— Problem to work on —
Can you reproduce the lines of the listing below word for word, starting with the line that contains "leaf in the photo above." and continuing through the end of the listing?

— Excerpts from point annotation data —
— BEGIN —
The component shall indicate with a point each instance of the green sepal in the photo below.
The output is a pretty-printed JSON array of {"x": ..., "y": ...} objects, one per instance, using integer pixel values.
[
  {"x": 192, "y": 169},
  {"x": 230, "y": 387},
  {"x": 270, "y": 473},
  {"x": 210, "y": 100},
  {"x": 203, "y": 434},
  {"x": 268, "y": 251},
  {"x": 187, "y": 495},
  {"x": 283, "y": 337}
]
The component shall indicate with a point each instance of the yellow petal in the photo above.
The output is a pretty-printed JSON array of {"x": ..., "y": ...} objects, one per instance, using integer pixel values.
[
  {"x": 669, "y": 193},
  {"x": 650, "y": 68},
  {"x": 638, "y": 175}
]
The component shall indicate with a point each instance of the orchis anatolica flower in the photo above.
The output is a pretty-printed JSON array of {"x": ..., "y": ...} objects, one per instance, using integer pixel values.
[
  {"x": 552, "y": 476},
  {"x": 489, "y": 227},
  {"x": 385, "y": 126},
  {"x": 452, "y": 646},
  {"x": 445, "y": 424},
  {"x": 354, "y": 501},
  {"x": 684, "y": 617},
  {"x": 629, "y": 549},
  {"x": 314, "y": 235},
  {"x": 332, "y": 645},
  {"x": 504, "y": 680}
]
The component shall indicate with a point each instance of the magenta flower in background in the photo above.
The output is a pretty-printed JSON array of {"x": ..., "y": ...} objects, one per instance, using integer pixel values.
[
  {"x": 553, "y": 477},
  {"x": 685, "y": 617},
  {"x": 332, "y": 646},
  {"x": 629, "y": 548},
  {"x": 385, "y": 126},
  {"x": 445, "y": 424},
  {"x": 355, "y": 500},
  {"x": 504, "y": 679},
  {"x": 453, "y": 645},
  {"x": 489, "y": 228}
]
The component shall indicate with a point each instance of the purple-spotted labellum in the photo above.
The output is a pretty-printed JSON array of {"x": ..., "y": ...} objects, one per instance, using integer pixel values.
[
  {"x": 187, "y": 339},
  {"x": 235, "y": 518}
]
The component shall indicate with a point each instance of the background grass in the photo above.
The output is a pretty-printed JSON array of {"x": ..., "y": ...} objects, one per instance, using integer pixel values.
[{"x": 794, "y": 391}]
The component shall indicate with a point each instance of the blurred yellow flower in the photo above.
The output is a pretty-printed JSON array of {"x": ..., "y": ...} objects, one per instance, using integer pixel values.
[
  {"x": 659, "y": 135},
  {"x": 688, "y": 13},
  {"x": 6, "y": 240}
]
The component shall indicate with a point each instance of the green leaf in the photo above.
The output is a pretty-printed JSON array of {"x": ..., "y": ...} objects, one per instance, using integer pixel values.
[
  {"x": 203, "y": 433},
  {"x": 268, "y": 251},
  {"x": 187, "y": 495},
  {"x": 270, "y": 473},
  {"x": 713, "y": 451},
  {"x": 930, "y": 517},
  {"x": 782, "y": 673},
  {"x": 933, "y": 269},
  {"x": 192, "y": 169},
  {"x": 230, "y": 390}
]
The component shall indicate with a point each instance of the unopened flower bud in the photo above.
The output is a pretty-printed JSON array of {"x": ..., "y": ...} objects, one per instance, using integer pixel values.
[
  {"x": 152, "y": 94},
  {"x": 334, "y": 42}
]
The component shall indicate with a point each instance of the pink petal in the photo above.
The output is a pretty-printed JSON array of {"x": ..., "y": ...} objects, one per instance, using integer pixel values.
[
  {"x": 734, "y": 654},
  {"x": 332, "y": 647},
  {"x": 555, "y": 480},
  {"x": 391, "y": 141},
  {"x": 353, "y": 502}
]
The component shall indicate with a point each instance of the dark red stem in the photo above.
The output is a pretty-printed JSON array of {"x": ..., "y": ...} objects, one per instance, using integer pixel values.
— END —
— Result of this exercise —
The component shall indicate with a point each instance of the green leaf in the photo above.
The output is a pretty-printed JSON array of {"x": ..., "y": ...} objects, one per instance, using integer pixel values.
[
  {"x": 203, "y": 433},
  {"x": 268, "y": 251},
  {"x": 187, "y": 495},
  {"x": 270, "y": 473},
  {"x": 713, "y": 451},
  {"x": 930, "y": 517},
  {"x": 782, "y": 673},
  {"x": 933, "y": 269},
  {"x": 192, "y": 169},
  {"x": 230, "y": 390}
]
The component shall indicate with a point each instance of the unopened flower bud in the photo above.
The output is a pretty-printed JSON array of {"x": ..., "y": ...} objects, one per instance, using integer pixel values.
[
  {"x": 152, "y": 94},
  {"x": 334, "y": 42}
]
The component shall indicate with a point each instance of the pink petal in the photo above.
The output is a pretty-printed JSON array of {"x": ..., "y": ...} objects, one per instance, using integer pixel values.
[
  {"x": 734, "y": 654},
  {"x": 332, "y": 647},
  {"x": 555, "y": 480},
  {"x": 391, "y": 141},
  {"x": 353, "y": 502}
]
The component shall indicate with a point each instance of the dark red stem in the photo above.
The output is a pretty-printed JSON array of {"x": ..., "y": ...} objects, one per instance, using integer pixel values.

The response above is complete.